**Work to be completed:** Check every line below for the string "flame". Copy the ones that have it.

**Data shown:**
---

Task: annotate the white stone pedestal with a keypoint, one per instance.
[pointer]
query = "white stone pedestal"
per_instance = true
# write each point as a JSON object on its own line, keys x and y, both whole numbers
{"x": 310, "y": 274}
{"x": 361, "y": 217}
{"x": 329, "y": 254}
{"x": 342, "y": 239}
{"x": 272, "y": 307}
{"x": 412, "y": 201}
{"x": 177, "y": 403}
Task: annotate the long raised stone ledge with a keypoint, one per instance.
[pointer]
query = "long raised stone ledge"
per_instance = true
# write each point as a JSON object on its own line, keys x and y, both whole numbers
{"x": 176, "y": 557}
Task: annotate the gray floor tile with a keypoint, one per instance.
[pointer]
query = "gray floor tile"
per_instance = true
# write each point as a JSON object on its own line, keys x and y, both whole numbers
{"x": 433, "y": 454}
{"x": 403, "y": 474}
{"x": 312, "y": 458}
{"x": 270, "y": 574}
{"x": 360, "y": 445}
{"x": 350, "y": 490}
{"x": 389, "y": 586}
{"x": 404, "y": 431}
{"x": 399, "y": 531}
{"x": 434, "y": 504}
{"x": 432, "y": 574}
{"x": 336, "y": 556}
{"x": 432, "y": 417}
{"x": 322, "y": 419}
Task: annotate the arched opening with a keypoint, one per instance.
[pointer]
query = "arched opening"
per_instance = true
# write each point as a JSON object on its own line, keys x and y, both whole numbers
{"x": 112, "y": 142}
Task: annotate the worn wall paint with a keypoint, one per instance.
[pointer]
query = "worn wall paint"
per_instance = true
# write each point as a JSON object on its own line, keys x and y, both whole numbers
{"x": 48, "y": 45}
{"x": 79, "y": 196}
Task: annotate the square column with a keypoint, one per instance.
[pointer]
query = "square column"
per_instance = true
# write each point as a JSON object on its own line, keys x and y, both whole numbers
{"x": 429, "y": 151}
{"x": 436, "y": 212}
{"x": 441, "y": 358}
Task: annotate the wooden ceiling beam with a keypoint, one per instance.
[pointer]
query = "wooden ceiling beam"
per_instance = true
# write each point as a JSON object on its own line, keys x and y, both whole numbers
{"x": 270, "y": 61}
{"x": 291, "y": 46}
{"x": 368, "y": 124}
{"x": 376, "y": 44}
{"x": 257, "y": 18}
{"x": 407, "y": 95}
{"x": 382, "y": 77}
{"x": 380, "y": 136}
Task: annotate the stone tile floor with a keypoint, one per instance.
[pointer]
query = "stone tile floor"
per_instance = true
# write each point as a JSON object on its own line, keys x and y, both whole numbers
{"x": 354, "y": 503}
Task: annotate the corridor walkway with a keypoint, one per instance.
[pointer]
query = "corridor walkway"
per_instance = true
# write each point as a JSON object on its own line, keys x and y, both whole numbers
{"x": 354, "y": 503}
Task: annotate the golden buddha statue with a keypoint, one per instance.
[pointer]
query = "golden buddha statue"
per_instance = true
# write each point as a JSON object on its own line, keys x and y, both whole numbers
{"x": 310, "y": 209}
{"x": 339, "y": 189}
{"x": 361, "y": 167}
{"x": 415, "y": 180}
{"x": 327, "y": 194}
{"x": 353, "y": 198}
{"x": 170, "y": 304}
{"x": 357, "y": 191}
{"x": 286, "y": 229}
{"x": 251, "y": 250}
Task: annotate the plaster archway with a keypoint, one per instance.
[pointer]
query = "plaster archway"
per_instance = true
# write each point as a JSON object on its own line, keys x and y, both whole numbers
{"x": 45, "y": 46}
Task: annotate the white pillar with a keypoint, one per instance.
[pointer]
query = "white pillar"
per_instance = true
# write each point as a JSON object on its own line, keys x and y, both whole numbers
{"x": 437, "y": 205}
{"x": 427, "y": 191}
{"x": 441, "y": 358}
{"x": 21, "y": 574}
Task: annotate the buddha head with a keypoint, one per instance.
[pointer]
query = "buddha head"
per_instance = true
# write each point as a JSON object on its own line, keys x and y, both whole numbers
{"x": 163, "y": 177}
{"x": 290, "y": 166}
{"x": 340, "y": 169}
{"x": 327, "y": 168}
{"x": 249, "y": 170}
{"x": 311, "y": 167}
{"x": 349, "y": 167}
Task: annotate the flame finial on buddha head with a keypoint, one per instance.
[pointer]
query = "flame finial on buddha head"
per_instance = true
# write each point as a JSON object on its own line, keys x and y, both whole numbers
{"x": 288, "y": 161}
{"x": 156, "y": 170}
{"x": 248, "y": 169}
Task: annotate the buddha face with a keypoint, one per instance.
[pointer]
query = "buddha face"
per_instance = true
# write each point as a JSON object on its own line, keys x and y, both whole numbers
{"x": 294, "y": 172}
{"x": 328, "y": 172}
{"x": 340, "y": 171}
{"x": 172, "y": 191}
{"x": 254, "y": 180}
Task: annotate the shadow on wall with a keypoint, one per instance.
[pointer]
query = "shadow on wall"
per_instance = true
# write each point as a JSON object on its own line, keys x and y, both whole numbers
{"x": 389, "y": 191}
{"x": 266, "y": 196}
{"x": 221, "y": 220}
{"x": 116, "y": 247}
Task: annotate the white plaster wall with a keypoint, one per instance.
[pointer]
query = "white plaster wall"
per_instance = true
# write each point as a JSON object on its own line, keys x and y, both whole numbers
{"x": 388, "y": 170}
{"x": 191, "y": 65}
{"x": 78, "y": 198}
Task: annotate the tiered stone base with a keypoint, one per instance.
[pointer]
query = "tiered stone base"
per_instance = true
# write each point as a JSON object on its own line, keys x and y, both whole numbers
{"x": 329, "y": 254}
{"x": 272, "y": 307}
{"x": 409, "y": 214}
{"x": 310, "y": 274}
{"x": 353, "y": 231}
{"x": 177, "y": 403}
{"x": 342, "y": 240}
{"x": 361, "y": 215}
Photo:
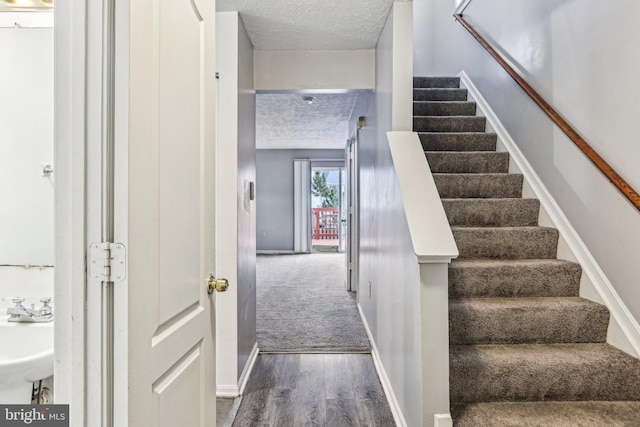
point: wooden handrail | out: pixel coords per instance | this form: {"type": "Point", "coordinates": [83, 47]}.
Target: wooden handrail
{"type": "Point", "coordinates": [600, 163]}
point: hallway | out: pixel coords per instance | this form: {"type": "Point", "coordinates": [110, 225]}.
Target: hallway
{"type": "Point", "coordinates": [314, 389]}
{"type": "Point", "coordinates": [317, 368]}
{"type": "Point", "coordinates": [303, 306]}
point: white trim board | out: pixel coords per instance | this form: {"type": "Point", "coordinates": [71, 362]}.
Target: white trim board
{"type": "Point", "coordinates": [248, 367]}
{"type": "Point", "coordinates": [235, 390]}
{"type": "Point", "coordinates": [623, 331]}
{"type": "Point", "coordinates": [398, 418]}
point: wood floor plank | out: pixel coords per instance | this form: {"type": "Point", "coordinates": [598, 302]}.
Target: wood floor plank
{"type": "Point", "coordinates": [342, 412]}
{"type": "Point", "coordinates": [366, 383]}
{"type": "Point", "coordinates": [340, 390]}
{"type": "Point", "coordinates": [338, 379]}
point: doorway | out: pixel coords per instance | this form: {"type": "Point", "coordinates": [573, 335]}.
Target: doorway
{"type": "Point", "coordinates": [328, 217]}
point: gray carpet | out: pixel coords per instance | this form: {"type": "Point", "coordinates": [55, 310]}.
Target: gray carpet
{"type": "Point", "coordinates": [525, 348]}
{"type": "Point", "coordinates": [303, 306]}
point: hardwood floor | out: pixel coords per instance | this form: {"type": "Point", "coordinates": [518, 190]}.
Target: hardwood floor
{"type": "Point", "coordinates": [314, 390]}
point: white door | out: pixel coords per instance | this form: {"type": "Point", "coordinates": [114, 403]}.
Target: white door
{"type": "Point", "coordinates": [170, 217]}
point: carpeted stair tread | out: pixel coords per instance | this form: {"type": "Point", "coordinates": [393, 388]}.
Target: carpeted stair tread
{"type": "Point", "coordinates": [485, 278]}
{"type": "Point", "coordinates": [439, 94]}
{"type": "Point", "coordinates": [436, 82]}
{"type": "Point", "coordinates": [449, 123]}
{"type": "Point", "coordinates": [492, 212]}
{"type": "Point", "coordinates": [506, 242]}
{"type": "Point", "coordinates": [478, 185]}
{"type": "Point", "coordinates": [527, 321]}
{"type": "Point", "coordinates": [525, 349]}
{"type": "Point", "coordinates": [444, 108]}
{"type": "Point", "coordinates": [458, 141]}
{"type": "Point", "coordinates": [546, 414]}
{"type": "Point", "coordinates": [540, 372]}
{"type": "Point", "coordinates": [468, 161]}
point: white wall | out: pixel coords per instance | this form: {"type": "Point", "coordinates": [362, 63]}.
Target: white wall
{"type": "Point", "coordinates": [580, 56]}
{"type": "Point", "coordinates": [274, 194]}
{"type": "Point", "coordinates": [235, 252]}
{"type": "Point", "coordinates": [387, 256]}
{"type": "Point", "coordinates": [26, 143]}
{"type": "Point", "coordinates": [314, 69]}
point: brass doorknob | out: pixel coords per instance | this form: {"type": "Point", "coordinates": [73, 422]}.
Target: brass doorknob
{"type": "Point", "coordinates": [214, 284]}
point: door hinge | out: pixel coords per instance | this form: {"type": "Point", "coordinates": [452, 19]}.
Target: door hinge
{"type": "Point", "coordinates": [107, 262]}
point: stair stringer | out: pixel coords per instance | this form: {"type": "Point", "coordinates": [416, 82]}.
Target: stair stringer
{"type": "Point", "coordinates": [624, 330]}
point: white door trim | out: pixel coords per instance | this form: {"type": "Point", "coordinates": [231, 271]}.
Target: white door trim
{"type": "Point", "coordinates": [81, 129]}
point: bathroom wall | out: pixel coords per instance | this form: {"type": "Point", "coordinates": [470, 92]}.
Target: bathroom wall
{"type": "Point", "coordinates": [26, 143]}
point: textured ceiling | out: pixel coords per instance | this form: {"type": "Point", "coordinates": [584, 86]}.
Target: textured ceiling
{"type": "Point", "coordinates": [285, 121]}
{"type": "Point", "coordinates": [311, 24]}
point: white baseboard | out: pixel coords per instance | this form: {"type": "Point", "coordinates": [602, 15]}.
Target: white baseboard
{"type": "Point", "coordinates": [442, 420]}
{"type": "Point", "coordinates": [244, 377]}
{"type": "Point", "coordinates": [235, 390]}
{"type": "Point", "coordinates": [384, 379]}
{"type": "Point", "coordinates": [624, 331]}
{"type": "Point", "coordinates": [227, 390]}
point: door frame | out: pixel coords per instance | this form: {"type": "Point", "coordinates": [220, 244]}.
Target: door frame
{"type": "Point", "coordinates": [85, 130]}
{"type": "Point", "coordinates": [352, 248]}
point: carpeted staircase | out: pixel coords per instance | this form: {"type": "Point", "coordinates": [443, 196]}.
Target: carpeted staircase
{"type": "Point", "coordinates": [525, 349]}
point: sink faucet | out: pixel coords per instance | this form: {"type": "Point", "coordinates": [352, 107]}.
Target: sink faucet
{"type": "Point", "coordinates": [23, 314]}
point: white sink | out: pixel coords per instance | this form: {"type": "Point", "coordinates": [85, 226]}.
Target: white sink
{"type": "Point", "coordinates": [26, 355]}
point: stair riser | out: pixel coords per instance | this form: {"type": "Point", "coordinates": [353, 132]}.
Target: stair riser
{"type": "Point", "coordinates": [473, 323]}
{"type": "Point", "coordinates": [538, 243]}
{"type": "Point", "coordinates": [458, 141]}
{"type": "Point", "coordinates": [449, 124]}
{"type": "Point", "coordinates": [475, 380]}
{"type": "Point", "coordinates": [556, 414]}
{"type": "Point", "coordinates": [538, 280]}
{"type": "Point", "coordinates": [439, 94]}
{"type": "Point", "coordinates": [453, 186]}
{"type": "Point", "coordinates": [444, 109]}
{"type": "Point", "coordinates": [492, 213]}
{"type": "Point", "coordinates": [480, 162]}
{"type": "Point", "coordinates": [436, 82]}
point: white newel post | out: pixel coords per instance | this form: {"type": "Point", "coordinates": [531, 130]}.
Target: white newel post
{"type": "Point", "coordinates": [434, 322]}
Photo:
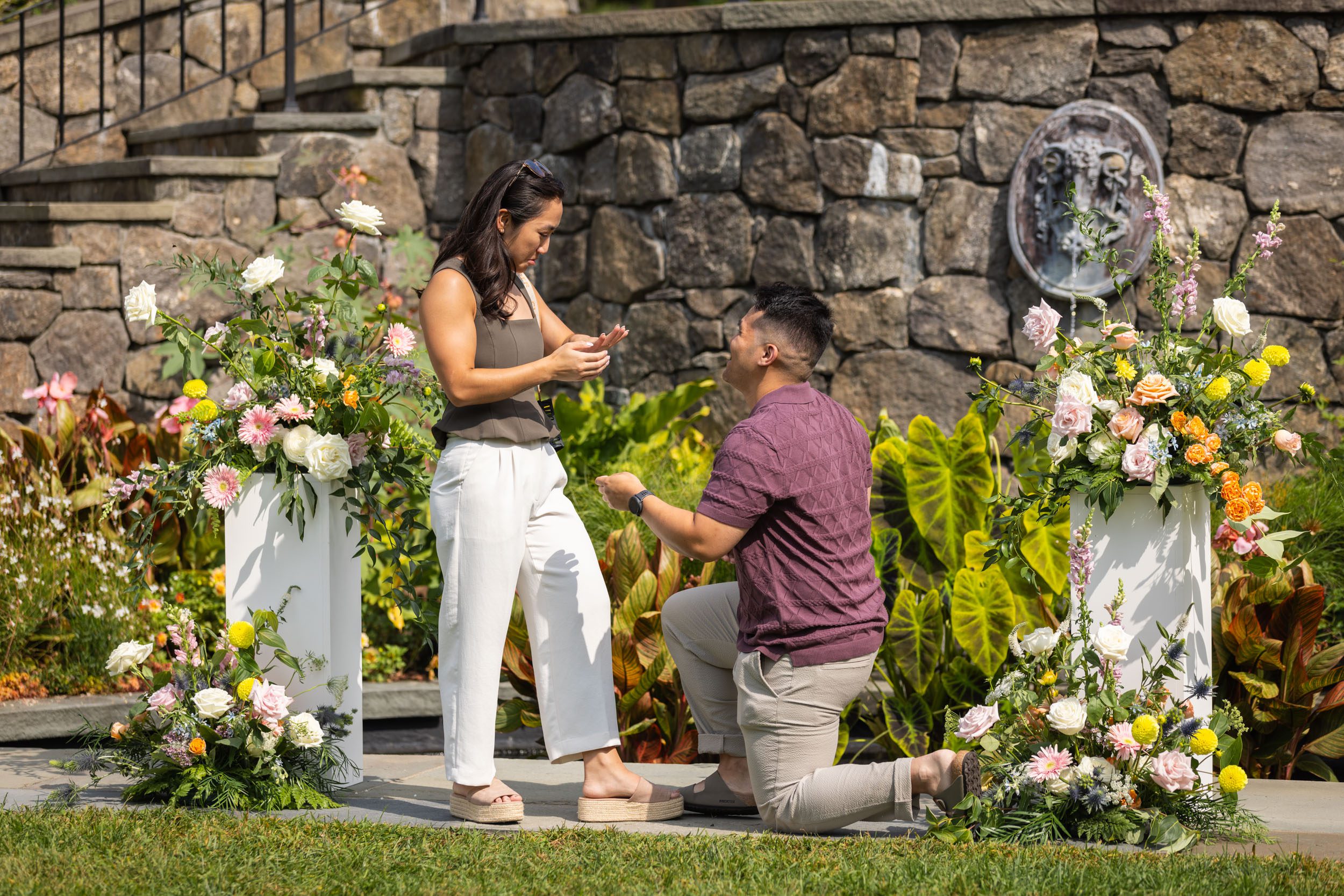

---

**Response:**
Task: annotate the flame finial on buddha head with a keypoint, one per instance.
query = "flame finial on buddha head"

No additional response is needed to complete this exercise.